──────── Dataset entries ────────

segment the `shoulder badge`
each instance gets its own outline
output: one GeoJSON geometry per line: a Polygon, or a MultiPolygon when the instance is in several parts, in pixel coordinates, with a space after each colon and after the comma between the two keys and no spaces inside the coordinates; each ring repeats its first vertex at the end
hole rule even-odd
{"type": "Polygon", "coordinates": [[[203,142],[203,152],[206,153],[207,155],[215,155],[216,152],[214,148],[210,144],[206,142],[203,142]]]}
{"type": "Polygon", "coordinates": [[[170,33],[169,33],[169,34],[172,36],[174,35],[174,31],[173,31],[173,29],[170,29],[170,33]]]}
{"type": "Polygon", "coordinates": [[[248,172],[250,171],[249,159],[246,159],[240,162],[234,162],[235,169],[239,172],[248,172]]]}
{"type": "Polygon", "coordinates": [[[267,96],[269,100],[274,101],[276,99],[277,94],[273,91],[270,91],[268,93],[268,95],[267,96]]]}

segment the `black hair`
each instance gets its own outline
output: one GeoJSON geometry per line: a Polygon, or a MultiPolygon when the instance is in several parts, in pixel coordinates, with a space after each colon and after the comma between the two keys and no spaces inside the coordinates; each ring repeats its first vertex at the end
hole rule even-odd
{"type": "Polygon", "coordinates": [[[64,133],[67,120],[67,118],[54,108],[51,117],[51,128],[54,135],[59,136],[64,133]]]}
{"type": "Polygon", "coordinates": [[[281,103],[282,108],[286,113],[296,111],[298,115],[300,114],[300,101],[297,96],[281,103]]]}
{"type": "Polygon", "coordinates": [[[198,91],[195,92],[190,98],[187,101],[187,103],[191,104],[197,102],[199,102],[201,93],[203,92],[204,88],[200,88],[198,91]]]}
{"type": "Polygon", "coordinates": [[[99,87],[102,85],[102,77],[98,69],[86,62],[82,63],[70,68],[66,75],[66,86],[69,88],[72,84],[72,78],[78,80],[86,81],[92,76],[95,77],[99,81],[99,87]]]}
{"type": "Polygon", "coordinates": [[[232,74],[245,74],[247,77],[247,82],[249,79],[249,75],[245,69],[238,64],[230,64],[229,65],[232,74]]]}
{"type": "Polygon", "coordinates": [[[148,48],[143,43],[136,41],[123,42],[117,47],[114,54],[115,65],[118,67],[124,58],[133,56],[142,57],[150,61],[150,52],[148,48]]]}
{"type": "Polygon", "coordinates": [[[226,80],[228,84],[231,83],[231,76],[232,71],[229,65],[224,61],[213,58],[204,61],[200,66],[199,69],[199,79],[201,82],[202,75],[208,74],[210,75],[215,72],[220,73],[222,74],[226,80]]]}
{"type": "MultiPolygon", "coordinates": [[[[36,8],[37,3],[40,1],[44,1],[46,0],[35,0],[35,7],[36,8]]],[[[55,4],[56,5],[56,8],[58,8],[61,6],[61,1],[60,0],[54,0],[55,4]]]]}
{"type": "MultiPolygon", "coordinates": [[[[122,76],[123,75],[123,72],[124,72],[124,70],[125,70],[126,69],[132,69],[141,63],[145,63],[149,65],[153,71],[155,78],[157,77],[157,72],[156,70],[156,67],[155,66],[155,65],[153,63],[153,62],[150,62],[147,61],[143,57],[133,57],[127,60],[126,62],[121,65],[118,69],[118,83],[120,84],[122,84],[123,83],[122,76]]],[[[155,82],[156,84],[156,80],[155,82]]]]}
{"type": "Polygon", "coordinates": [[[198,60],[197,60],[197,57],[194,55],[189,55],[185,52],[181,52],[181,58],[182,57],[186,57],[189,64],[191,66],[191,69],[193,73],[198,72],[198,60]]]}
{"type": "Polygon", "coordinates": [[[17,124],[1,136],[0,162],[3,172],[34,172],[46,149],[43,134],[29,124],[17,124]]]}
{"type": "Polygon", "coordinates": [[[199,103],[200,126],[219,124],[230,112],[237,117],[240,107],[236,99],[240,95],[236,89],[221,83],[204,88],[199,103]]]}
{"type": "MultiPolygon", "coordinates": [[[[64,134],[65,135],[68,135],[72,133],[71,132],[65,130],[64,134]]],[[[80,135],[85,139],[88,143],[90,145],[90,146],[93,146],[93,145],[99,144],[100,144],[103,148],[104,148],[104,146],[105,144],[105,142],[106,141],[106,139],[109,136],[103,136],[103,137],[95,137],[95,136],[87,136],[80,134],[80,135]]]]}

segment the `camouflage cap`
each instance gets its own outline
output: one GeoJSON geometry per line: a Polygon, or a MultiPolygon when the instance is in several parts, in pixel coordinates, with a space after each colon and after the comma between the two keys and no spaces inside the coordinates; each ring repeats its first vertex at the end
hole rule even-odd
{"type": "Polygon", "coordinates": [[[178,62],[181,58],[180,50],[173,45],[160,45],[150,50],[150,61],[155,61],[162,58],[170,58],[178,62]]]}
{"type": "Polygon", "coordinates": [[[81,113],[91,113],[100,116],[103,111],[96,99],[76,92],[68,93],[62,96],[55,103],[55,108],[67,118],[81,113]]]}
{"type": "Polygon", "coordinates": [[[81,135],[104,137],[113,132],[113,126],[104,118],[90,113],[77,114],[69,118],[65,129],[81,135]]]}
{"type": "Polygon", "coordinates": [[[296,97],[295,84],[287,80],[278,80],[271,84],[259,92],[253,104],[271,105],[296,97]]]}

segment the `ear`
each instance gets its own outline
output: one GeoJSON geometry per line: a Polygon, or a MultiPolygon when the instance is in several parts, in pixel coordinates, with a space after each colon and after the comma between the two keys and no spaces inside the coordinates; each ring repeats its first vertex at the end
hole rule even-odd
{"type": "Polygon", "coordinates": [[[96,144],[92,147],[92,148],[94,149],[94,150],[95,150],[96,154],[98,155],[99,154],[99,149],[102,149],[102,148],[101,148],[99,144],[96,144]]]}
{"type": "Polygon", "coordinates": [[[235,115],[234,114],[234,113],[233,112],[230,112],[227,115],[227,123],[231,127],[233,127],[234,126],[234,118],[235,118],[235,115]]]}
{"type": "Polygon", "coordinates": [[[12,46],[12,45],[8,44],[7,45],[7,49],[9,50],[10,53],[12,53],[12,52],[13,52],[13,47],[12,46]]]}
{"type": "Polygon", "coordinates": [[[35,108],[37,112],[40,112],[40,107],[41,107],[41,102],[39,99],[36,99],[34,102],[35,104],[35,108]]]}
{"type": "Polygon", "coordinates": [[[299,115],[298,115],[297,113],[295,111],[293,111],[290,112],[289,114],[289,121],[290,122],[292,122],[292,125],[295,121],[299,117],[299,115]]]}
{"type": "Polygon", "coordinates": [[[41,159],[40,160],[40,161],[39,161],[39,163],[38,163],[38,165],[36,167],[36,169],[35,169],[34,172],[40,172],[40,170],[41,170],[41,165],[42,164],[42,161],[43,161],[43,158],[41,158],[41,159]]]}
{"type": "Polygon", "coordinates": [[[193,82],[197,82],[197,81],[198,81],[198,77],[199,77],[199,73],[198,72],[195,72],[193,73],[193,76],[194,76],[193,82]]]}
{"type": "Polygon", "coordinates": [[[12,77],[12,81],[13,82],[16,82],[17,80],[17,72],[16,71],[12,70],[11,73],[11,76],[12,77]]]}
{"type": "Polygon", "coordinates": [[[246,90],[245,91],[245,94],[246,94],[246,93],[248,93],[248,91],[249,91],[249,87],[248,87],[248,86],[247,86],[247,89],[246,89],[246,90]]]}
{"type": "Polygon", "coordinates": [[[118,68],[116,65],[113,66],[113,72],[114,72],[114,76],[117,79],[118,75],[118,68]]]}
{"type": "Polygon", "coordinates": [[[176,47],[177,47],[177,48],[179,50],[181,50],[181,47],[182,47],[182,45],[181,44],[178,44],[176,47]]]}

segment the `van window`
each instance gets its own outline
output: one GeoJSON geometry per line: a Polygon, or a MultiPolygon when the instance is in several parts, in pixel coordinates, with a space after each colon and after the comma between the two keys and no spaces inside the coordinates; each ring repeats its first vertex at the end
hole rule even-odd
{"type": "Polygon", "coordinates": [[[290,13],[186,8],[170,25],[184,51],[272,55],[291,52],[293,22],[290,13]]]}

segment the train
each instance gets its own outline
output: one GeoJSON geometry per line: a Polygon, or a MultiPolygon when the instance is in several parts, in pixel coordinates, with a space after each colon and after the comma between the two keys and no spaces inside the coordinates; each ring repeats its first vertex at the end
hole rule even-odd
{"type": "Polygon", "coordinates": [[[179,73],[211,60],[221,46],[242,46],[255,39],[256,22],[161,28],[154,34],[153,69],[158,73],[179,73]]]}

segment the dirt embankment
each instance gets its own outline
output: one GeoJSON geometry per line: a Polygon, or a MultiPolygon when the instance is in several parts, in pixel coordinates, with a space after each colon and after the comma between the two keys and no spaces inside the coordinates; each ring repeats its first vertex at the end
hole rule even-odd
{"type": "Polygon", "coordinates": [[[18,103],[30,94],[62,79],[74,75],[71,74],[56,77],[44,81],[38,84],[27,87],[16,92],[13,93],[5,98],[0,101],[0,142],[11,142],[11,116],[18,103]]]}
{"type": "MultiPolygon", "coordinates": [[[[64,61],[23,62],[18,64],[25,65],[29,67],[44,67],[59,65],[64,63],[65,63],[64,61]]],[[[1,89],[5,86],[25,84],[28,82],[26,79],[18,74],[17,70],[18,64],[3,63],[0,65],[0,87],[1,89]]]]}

────────

Reproduce only the part of the records that opens with the line containing "segment the train" and closes with the last line of the records, keeping the requests intact but raising every pixel coordinate in the outlines by 81.

segment the train
each instance gets its own outline
output: one GeoJSON geometry per line: a Polygon, or a MultiPolygon when the instance is in several parts, in pixel coordinates, with a space after each colon and after the comma between the two keys and no spaces inside the coordinates; each ring repeats its first vertex at the end
hole rule even-odd
{"type": "Polygon", "coordinates": [[[260,154],[292,141],[302,127],[323,127],[336,120],[337,103],[242,109],[235,115],[234,150],[239,154],[260,154]]]}

segment the dirt embankment
each instance gets its own outline
output: one GeoJSON geometry per line: a Polygon, or a MultiPolygon when the instance is in several parts, in pixel coordinates, with a space after each colon and after the comma between the two keys and no spaces inside the coordinates; each ring repeats its first vertex at the end
hole rule even-odd
{"type": "Polygon", "coordinates": [[[99,184],[111,175],[143,160],[155,156],[152,155],[137,158],[125,162],[119,165],[108,168],[97,173],[94,174],[86,179],[81,182],[81,223],[92,223],[92,197],[99,184]]]}
{"type": "MultiPolygon", "coordinates": [[[[145,142],[104,143],[99,145],[106,146],[110,148],[125,148],[140,146],[145,144],[146,144],[145,142]]],[[[82,170],[86,167],[106,165],[109,163],[107,160],[99,155],[98,151],[99,145],[84,144],[81,146],[81,168],[82,170]]]]}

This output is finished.